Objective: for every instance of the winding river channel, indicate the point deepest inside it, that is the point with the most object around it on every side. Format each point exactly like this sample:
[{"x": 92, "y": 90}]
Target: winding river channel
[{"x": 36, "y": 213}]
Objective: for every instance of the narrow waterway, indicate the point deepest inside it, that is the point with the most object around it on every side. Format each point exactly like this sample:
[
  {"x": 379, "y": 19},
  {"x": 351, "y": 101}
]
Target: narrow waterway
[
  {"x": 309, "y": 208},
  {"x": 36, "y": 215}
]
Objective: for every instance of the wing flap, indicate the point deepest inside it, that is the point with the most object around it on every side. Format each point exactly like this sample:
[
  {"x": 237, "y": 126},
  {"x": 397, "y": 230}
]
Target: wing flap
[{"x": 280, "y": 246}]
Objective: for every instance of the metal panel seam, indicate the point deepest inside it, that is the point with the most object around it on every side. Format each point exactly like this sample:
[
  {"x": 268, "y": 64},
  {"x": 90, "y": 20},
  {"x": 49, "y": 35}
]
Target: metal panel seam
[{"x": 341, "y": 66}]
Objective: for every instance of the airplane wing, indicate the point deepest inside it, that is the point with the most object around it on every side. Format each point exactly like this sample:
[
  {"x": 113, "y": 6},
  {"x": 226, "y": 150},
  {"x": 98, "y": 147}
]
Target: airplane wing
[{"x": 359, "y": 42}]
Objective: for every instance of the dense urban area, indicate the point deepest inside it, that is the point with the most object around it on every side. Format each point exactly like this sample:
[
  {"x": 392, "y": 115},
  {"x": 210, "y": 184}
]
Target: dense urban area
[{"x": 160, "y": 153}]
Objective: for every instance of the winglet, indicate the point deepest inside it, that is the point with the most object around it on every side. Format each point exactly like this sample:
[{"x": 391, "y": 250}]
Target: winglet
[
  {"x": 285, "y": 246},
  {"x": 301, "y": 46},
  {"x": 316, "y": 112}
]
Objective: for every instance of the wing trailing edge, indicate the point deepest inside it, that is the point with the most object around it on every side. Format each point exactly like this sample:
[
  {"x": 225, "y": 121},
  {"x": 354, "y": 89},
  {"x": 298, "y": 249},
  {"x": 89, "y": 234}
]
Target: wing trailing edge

:::::

Stated problem:
Copy out every one of the rows above, word for word, changing nothing.

Exercise answer:
Objective: for every instance of the winding river channel, indicate the point deepest inside it, that is the point with the most object around it on every side. Format each point exactly like this sample:
[{"x": 92, "y": 90}]
Target: winding river channel
[{"x": 36, "y": 213}]
Objective: for every instance of the narrow waterway, indicate the point deepest inside it, that is the point with the most object around it on every side. Format each point exactly like this sample:
[
  {"x": 379, "y": 19},
  {"x": 351, "y": 101}
]
Target: narrow waterway
[
  {"x": 309, "y": 208},
  {"x": 36, "y": 215}
]
Objective: for every instance of the wing flap, indicate the point deepest inside it, that is the point with the most object around it on every side. Format each point exactly like this sample:
[
  {"x": 237, "y": 126},
  {"x": 397, "y": 230}
]
Target: wing flap
[{"x": 280, "y": 246}]
Objective: for every instance of the metal panel seam, indicate the point deepest inside it, that is the point with the most object around it on every side. Format each point exactly like this sample:
[
  {"x": 268, "y": 64},
  {"x": 90, "y": 20},
  {"x": 49, "y": 35}
]
Target: metal panel seam
[{"x": 341, "y": 66}]
Objective: for every instance of the airplane wing, indicate the point deepest inside it, that is the point with the most object around it on every side. Format each point exactly like this sample:
[
  {"x": 113, "y": 6},
  {"x": 226, "y": 150},
  {"x": 98, "y": 147}
]
Target: airplane wing
[{"x": 359, "y": 42}]
Objective: for every instance of the dense urban area, indicate the point deepest inside it, that is the point with the most object around it on every side. Format each point exactly like this sample:
[
  {"x": 392, "y": 115},
  {"x": 210, "y": 184}
]
Target: dense urban area
[{"x": 160, "y": 153}]
Objective: for every instance of the winglet, indicate the point deepest inside it, that is the point with the most object around it on every side. Format each point exactly like this sample:
[{"x": 391, "y": 250}]
Target: winglet
[
  {"x": 285, "y": 246},
  {"x": 301, "y": 46},
  {"x": 316, "y": 112}
]
Objective: for every instance of the wing trailing edge, indicate the point deepest inside it, that is the point with the most object around it on every side. Format each point exactly like this sample:
[
  {"x": 225, "y": 121},
  {"x": 354, "y": 89},
  {"x": 298, "y": 249},
  {"x": 89, "y": 234}
]
Target: wing trailing edge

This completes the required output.